Required task:
Pick out each line in the listing below that contains the word "black". Case counts.

[start of Data to process]

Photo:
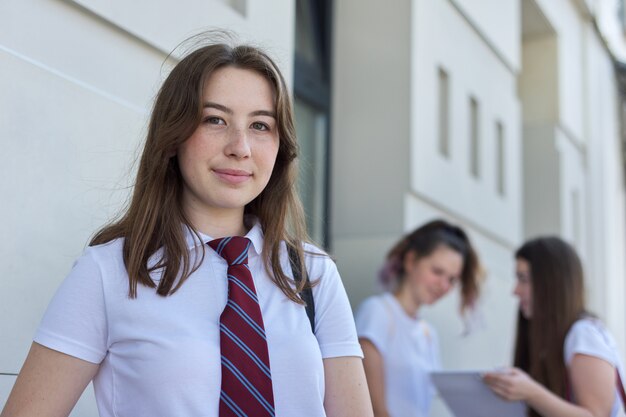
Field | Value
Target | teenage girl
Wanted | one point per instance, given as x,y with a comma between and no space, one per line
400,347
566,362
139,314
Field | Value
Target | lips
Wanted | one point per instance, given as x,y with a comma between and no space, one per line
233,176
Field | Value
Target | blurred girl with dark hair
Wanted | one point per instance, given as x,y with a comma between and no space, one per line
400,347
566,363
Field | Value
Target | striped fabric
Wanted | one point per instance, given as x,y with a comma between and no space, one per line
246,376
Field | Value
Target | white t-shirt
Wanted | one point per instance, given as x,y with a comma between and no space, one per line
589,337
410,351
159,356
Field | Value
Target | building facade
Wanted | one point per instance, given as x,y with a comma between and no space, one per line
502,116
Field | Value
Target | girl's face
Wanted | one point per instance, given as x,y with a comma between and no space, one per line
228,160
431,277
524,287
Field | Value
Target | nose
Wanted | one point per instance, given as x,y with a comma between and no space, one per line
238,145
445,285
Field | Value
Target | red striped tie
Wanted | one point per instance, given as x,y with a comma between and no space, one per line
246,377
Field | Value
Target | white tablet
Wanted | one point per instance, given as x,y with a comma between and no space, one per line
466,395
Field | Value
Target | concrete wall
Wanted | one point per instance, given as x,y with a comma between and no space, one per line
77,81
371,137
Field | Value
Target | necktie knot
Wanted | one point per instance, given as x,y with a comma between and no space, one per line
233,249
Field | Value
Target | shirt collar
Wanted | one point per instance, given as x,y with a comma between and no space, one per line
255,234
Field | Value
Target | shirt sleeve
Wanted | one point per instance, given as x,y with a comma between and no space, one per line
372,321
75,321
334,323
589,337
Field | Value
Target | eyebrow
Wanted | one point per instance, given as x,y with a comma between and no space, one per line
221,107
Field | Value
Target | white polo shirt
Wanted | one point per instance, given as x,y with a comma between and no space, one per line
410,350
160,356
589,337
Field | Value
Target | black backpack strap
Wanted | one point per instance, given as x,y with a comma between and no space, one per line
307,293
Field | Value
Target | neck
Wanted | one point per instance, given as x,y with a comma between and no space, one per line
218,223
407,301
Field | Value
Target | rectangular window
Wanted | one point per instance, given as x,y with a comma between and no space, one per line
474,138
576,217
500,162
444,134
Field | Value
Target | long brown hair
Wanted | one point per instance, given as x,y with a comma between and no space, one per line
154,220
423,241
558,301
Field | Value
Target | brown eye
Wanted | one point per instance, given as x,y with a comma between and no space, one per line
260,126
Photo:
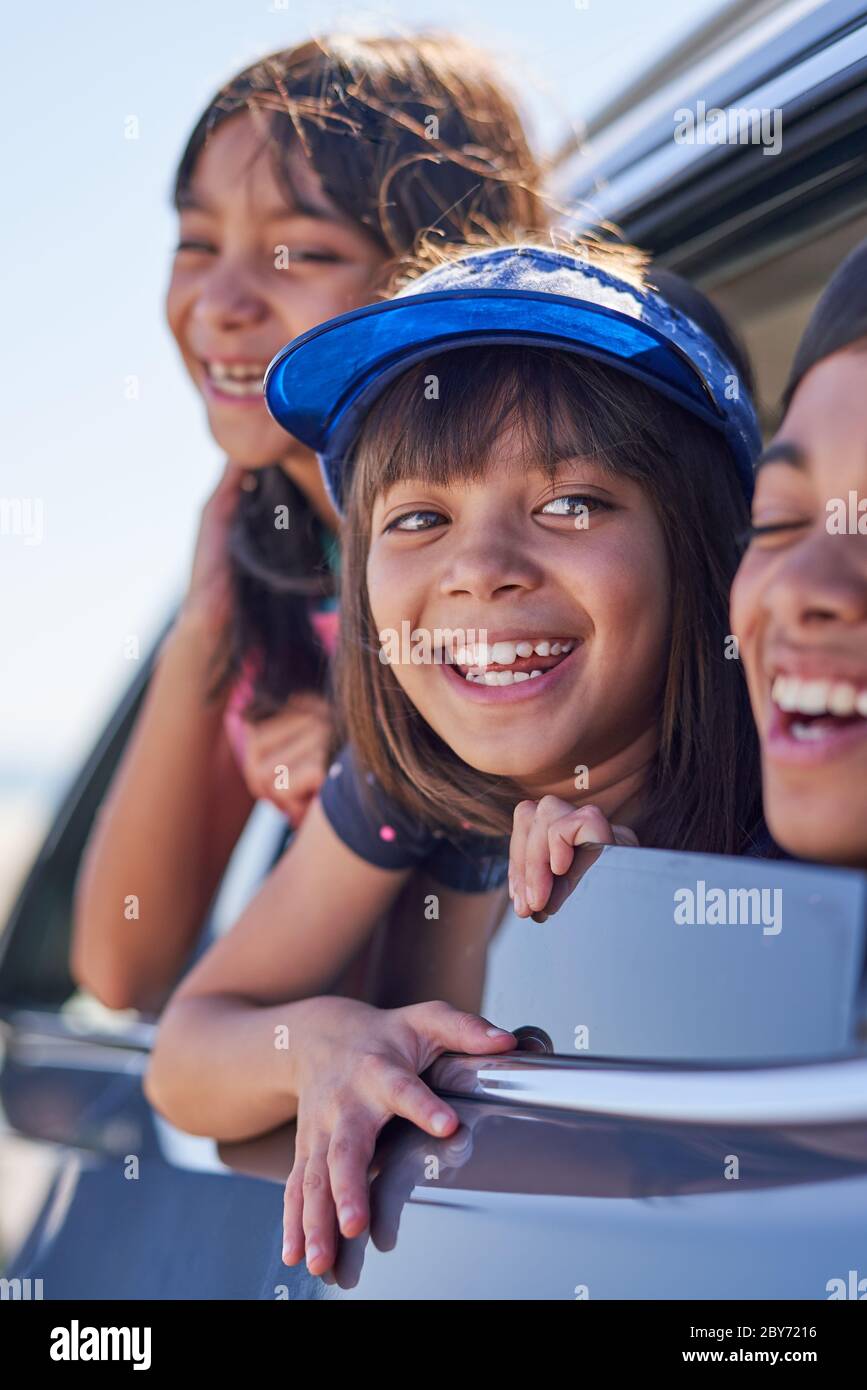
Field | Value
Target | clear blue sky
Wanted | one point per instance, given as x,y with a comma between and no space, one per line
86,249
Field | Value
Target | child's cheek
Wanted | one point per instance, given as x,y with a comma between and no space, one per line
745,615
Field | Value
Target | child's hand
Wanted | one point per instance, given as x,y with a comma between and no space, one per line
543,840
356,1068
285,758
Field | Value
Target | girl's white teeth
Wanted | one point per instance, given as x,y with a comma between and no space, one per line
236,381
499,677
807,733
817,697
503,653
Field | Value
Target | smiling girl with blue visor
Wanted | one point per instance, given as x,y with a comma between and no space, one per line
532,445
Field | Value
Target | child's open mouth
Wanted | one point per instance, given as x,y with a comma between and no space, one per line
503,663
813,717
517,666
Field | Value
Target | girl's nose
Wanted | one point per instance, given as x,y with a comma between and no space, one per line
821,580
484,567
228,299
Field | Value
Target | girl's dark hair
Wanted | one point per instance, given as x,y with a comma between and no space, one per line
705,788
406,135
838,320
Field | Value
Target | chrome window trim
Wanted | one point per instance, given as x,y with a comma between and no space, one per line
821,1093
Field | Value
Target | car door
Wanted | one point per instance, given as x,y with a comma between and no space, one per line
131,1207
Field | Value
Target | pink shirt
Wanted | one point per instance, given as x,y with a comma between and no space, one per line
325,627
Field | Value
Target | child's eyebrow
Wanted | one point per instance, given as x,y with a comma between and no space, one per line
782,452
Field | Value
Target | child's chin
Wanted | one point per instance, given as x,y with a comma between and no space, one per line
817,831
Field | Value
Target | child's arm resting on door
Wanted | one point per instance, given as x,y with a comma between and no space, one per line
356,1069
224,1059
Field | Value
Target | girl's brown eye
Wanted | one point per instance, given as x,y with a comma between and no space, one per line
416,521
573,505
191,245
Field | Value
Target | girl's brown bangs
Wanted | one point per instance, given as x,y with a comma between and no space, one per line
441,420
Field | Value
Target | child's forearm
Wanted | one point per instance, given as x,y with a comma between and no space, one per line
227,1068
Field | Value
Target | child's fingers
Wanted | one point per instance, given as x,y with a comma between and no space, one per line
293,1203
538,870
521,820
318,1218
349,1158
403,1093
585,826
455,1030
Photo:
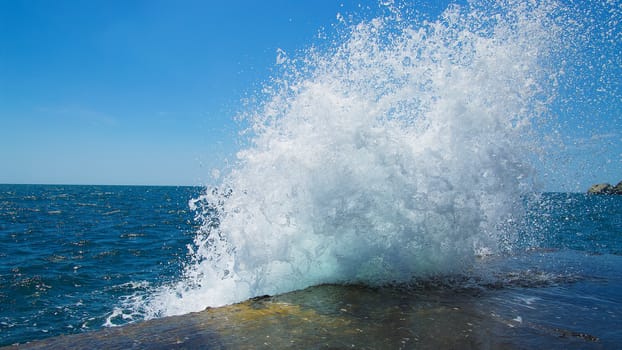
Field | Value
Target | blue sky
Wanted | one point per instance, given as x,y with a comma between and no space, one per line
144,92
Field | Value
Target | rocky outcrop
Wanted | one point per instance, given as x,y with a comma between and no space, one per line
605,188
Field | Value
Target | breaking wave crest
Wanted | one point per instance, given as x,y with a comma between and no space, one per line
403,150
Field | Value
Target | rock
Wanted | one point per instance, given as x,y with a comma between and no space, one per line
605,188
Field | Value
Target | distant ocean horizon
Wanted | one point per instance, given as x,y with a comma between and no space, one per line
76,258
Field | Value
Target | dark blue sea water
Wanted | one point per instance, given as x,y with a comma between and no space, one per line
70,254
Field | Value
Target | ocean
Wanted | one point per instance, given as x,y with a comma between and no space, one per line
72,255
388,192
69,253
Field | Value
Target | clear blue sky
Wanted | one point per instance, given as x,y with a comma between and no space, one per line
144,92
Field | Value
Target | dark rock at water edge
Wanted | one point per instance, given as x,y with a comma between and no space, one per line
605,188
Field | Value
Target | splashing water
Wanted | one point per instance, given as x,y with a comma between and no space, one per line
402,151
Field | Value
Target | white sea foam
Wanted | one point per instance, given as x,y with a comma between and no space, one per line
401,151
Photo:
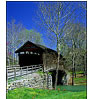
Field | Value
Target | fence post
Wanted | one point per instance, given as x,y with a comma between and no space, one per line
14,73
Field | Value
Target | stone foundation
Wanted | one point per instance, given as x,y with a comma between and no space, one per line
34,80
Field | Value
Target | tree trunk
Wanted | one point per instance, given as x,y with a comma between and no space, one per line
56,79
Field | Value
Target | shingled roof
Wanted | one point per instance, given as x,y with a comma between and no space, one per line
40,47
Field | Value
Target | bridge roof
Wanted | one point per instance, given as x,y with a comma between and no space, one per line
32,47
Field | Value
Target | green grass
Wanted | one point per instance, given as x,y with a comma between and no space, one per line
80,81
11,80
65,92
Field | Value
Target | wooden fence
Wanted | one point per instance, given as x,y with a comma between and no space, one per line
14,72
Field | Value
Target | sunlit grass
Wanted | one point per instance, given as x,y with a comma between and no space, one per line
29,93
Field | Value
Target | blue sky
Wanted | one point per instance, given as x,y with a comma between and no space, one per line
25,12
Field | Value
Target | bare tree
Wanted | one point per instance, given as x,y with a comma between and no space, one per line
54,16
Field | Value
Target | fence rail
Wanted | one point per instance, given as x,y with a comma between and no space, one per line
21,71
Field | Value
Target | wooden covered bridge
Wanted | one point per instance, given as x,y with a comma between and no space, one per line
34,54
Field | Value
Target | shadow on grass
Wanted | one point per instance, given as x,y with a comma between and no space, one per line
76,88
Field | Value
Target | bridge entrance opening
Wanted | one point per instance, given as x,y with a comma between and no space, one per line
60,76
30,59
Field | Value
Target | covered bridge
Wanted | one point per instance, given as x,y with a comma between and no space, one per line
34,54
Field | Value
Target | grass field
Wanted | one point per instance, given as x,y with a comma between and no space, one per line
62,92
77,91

[end of Data to process]
[start of Data to process]

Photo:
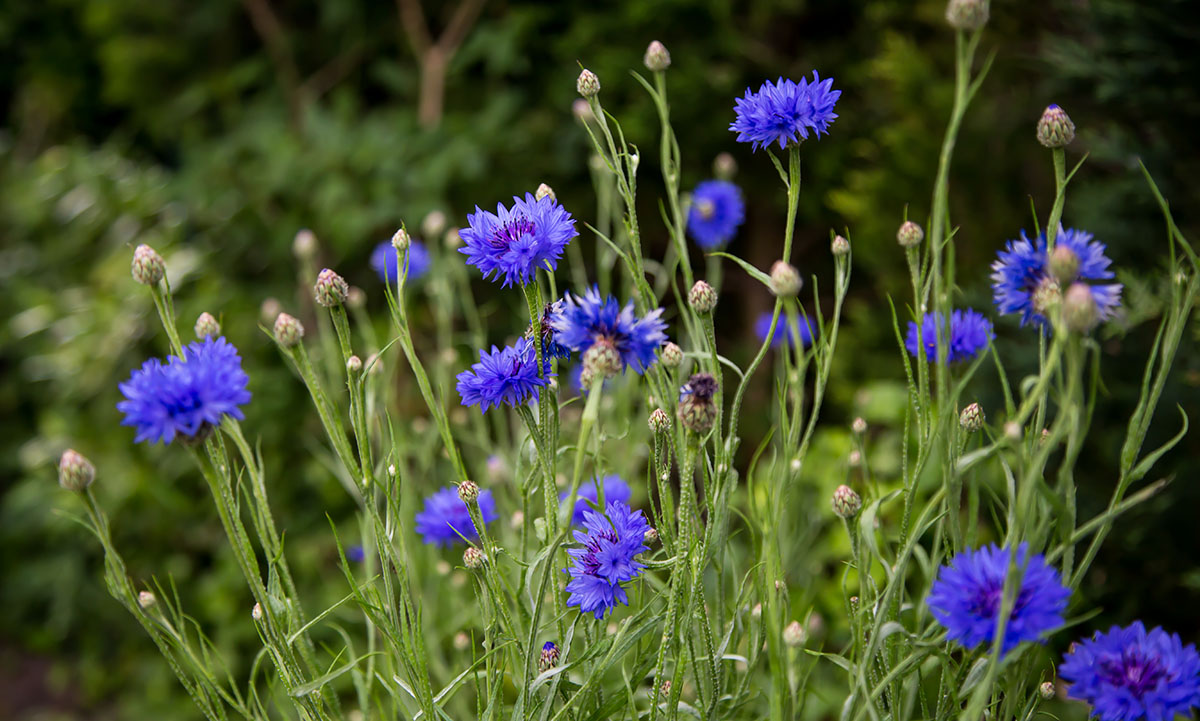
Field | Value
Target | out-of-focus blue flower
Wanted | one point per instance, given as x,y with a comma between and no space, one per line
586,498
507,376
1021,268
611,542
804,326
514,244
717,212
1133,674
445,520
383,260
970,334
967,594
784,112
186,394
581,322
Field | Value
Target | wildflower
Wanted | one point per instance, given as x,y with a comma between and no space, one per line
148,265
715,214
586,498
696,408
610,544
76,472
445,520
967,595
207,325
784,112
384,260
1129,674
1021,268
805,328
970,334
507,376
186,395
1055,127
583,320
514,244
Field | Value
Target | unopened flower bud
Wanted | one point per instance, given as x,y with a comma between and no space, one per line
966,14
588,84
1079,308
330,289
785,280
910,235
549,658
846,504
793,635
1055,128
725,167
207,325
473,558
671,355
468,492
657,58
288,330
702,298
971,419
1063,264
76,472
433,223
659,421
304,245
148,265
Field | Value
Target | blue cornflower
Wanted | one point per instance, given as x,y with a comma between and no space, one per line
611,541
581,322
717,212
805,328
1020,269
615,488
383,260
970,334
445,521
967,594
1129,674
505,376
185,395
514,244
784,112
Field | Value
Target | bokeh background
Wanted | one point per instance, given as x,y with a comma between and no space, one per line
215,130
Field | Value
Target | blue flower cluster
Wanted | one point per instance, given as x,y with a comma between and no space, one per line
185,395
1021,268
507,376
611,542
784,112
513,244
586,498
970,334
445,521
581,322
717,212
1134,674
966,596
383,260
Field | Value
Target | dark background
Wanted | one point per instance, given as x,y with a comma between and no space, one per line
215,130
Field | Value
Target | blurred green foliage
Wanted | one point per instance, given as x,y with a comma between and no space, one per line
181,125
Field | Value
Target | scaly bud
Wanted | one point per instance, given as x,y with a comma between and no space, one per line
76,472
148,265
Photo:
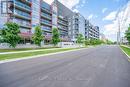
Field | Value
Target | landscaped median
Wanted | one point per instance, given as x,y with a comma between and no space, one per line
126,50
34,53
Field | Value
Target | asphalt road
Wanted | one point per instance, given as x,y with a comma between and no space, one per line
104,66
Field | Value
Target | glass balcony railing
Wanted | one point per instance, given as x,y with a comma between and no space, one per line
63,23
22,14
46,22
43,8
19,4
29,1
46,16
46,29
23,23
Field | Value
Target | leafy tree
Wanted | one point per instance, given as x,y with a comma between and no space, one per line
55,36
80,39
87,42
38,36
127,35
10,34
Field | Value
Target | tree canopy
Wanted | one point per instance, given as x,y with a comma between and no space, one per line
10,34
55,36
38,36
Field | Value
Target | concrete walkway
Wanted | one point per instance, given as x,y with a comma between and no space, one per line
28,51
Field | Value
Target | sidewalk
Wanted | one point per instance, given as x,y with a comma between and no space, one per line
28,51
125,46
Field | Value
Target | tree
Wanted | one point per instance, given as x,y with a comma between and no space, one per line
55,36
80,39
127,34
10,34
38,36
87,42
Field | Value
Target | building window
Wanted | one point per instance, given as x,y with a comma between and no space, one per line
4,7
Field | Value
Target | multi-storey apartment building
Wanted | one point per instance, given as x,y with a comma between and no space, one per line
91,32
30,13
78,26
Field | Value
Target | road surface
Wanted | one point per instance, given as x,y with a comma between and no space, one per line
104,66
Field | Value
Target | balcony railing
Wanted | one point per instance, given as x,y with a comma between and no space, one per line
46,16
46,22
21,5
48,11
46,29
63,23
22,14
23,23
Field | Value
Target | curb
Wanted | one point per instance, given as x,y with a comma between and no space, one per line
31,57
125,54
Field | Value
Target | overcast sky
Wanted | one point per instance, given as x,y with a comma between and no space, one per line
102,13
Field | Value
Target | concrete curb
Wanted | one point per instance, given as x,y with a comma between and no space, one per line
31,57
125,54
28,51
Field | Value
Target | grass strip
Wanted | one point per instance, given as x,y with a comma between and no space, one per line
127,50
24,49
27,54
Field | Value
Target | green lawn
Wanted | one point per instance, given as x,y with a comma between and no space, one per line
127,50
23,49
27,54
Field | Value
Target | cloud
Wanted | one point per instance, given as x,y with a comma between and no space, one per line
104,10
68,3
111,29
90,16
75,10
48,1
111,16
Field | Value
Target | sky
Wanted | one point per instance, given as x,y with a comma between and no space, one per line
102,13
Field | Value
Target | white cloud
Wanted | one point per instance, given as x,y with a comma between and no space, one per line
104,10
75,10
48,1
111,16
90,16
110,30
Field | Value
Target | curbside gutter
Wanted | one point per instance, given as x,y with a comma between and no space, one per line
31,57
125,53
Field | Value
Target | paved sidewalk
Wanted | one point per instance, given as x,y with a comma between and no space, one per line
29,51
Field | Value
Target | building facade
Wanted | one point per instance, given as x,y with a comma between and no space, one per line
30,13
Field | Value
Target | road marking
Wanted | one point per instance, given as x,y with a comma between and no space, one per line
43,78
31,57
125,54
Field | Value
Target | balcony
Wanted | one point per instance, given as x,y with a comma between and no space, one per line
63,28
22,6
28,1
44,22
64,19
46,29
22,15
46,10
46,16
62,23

[end of Data to process]
[start of Data to process]

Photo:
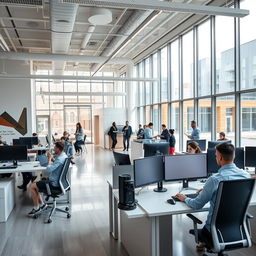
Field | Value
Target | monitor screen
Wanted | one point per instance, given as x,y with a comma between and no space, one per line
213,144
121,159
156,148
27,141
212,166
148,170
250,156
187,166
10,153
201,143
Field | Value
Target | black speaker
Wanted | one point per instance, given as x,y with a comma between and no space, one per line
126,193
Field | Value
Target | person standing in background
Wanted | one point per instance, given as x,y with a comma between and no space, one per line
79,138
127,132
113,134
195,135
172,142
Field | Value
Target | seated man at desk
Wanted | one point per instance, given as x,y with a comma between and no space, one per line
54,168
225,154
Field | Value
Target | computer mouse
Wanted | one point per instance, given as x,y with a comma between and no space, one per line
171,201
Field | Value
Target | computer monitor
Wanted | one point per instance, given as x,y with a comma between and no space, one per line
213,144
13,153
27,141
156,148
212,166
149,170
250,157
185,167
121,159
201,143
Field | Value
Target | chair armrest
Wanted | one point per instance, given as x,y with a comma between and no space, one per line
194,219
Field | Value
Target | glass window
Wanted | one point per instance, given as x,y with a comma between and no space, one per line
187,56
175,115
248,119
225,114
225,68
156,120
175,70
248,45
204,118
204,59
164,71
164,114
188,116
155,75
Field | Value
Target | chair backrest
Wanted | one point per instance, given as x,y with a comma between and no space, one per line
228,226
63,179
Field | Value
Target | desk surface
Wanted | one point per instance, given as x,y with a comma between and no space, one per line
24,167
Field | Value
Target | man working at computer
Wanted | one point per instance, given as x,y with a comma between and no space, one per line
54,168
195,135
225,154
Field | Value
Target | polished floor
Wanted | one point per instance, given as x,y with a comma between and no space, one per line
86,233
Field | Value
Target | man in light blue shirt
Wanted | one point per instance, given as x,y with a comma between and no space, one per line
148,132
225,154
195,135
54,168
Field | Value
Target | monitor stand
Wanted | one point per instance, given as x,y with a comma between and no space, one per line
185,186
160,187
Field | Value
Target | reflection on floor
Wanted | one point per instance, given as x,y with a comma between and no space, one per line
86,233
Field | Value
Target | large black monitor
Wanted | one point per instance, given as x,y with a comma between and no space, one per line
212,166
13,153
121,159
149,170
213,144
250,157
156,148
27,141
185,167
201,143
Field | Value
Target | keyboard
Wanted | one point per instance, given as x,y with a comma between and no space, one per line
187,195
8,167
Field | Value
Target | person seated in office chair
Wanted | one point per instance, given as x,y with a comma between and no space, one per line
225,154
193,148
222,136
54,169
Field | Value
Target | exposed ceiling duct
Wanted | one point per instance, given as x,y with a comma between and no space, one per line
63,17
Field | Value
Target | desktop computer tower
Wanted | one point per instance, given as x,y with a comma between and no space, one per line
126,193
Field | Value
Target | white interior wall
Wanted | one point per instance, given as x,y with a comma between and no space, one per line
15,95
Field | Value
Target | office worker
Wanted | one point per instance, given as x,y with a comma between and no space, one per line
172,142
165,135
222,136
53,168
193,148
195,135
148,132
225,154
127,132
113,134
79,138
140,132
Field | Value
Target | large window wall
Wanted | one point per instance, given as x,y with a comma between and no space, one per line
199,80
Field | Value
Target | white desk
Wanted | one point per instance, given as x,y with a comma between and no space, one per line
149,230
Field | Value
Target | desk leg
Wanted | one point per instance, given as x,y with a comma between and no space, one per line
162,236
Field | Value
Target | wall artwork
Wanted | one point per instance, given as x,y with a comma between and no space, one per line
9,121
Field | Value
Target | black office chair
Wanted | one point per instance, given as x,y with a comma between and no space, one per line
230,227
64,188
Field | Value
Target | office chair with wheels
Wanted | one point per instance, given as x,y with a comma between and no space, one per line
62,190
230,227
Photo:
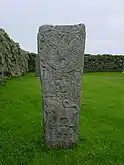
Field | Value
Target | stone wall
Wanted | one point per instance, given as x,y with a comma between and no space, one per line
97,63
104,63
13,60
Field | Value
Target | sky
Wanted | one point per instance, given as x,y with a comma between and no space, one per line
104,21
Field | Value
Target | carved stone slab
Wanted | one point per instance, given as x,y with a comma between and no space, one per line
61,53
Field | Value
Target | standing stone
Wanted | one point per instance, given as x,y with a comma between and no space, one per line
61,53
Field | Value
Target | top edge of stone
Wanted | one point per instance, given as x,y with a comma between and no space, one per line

[end of Data to process]

Worked answer:
Target | black backpack strap
Target | black speaker
Target | large black monitor
Target | black office chair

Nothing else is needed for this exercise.